---- Data lines
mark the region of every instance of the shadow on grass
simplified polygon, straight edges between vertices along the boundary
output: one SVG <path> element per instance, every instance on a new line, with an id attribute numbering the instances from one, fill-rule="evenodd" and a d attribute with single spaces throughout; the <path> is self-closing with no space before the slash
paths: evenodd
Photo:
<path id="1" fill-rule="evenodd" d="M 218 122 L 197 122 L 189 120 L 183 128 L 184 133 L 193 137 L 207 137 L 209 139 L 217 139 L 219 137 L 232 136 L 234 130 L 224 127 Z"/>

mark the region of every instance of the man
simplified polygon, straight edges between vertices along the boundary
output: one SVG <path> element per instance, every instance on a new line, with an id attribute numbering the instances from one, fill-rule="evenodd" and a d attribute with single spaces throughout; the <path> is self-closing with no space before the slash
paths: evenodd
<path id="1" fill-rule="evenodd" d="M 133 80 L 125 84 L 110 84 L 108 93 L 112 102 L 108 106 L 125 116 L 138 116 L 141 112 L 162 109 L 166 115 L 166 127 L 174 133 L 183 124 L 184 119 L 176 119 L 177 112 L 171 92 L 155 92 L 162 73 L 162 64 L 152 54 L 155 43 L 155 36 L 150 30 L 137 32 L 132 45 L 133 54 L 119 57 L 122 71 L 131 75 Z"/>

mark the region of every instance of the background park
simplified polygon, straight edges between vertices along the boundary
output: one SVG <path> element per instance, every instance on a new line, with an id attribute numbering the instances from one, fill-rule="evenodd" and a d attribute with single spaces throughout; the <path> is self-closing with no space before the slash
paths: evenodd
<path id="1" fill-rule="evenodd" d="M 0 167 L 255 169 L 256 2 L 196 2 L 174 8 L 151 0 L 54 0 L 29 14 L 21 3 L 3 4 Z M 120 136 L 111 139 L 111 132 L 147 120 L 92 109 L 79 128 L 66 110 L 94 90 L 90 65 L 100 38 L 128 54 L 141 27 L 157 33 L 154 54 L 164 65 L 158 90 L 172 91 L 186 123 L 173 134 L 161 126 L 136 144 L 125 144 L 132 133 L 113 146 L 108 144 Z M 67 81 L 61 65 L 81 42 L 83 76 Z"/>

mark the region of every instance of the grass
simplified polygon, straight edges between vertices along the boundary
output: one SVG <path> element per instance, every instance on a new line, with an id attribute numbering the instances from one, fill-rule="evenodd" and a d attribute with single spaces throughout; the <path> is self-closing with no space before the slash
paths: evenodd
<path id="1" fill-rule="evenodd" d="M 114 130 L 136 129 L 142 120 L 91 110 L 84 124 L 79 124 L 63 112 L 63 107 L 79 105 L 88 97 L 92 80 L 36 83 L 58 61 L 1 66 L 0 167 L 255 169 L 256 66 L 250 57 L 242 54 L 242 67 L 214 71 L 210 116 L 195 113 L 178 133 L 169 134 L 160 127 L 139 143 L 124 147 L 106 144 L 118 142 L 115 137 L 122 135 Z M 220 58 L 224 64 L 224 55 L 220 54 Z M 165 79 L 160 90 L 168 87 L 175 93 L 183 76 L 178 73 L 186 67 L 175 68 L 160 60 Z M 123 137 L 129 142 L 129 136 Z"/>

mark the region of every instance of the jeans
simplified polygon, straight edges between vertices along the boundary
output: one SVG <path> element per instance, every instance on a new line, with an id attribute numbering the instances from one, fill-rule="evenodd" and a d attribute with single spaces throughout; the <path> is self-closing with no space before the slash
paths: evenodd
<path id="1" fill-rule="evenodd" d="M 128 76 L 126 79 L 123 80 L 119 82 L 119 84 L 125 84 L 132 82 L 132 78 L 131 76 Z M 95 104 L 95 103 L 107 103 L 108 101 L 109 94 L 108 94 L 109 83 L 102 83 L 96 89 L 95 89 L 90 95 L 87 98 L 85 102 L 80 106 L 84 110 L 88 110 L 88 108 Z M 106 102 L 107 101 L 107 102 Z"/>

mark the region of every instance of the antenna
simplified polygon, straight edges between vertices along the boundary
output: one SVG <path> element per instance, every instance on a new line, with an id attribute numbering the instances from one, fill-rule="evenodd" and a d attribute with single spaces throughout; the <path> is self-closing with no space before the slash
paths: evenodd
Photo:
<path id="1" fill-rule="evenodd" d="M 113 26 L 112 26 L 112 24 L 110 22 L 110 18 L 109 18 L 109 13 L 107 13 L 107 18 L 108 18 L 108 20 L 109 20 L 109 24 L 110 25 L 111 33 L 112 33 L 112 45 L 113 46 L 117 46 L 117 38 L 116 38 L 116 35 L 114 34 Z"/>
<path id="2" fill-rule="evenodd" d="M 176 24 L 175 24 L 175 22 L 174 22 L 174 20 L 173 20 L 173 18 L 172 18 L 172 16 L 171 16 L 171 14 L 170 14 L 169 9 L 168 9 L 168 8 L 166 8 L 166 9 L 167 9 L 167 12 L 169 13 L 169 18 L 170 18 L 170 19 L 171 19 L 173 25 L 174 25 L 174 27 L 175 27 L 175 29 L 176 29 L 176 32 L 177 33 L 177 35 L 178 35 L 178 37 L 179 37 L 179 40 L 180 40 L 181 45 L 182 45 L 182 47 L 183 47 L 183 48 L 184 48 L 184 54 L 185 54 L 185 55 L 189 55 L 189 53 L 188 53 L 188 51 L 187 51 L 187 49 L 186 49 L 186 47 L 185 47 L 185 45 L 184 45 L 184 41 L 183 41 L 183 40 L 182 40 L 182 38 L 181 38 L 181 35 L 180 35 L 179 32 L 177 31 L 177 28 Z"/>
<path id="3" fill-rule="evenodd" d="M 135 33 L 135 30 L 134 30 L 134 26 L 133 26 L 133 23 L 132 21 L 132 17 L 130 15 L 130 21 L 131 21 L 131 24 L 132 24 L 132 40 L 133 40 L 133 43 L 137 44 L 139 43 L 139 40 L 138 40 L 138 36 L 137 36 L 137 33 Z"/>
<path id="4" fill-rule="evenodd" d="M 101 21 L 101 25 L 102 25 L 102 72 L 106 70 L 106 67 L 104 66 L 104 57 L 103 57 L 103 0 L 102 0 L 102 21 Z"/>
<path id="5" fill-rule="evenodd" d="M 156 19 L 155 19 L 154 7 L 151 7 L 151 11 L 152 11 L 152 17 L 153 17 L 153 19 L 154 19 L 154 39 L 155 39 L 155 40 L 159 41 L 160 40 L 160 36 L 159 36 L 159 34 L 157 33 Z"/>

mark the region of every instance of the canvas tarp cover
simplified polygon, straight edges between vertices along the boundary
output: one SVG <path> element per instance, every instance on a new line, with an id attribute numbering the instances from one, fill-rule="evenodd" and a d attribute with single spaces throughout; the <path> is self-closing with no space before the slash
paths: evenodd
--------
Aim: Count the lines above that contain the string "mark". Reply with the number only.

Exercise answer: 7